# Tasks to carry out
(a) Print the Flight 9288 text from "2005 aviation accident" to "people on board.".
(b) List every geographic place that the Flight 9288 text names, including airports, regions and countries but not names inside company names.
(c) Translate this sentence from the Flight 9288 text into Spanish: "The aircraft's airspeed and angle-of-attack indicators may have malfunctioned, making it difficult for the crew to monitor flight parameters accurately."

# Given text
————————

2005 aviation accident

On 16 March 2005, Regional Airlines Flight 9288 crashed on approach to Varandey Airport in Russia's Nenetskiy Avtonomnyy Okrug, killing 28 of the 52 people on board.

== Accident ==
Regional Airlines Flight 9288 was an Antonov An-24RV making a non-scheduled Russian domestic passenger flight on 16 March 2005 from Usinsk Airport in Komi to Varandey Airport in Nenetskiy Avtonomnyy Okrug with seven crew members and 45 passengers aboard. On approach to Varandey Airport, the crew allowed the An-24RV's speed to drop and its nose to rise until in stalled. At 13:53, the aircraft struck a hill, crashed about 5 kilometers (3.1 miles) from the airport, and burned, killing 28 people (two crew members and 26 passengers).

The aircraft's airspeed and angle-of-attack indicators may have malfunctioned, making it difficult for the crew to monitor flight parameters accurately.

== Aircraft ==

The aircraft was a twin-engine Antonov An-24RV, manufacturer's serial number 27308107. It had first flown in 1972 and was registered as RA-46489. Regional Airlines had leased it from Kuzbassaviafrakht (Kuzbass Aero Freight).

————————

Collected data
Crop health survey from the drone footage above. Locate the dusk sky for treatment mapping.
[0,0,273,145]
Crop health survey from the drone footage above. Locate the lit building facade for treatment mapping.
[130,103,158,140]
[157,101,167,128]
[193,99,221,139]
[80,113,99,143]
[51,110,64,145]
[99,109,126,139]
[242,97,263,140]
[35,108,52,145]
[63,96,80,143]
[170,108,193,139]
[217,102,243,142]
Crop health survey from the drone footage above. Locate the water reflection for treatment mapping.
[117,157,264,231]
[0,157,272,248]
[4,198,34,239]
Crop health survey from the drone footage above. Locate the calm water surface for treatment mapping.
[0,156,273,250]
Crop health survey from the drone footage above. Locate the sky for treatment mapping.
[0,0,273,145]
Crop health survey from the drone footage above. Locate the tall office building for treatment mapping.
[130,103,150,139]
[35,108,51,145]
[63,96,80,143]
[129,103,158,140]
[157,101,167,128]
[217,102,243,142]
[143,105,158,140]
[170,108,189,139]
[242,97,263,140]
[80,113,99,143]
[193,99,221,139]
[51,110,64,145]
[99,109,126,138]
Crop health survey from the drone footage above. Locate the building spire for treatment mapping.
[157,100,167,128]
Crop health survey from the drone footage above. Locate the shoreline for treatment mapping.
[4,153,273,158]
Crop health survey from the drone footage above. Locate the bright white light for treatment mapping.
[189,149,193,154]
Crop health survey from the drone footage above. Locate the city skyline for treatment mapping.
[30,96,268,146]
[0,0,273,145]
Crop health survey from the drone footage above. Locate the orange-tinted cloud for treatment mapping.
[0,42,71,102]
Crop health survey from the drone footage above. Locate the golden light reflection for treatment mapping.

————————

# Solutions
(a)
2005 aviation accident

On 16 March 2005, Regional Airlines Flight 9288 crashed on approach to Varandey Airport in Russia's Nenetskiy Avtonomnyy Okrug, killing 28 of the 52 people on board.

(b)
Varandey Airport
Russia
Nenetskiy Avtonomnyy Okrug
Usinsk Airport
Komi

(c) Es posible que los indicadores de velocidad aerodinámica y de ángulo de ataque de la aeronave hayan fallado, lo que habría dificultado que la tripulación vigilara con precisión los parámetros de vuelo.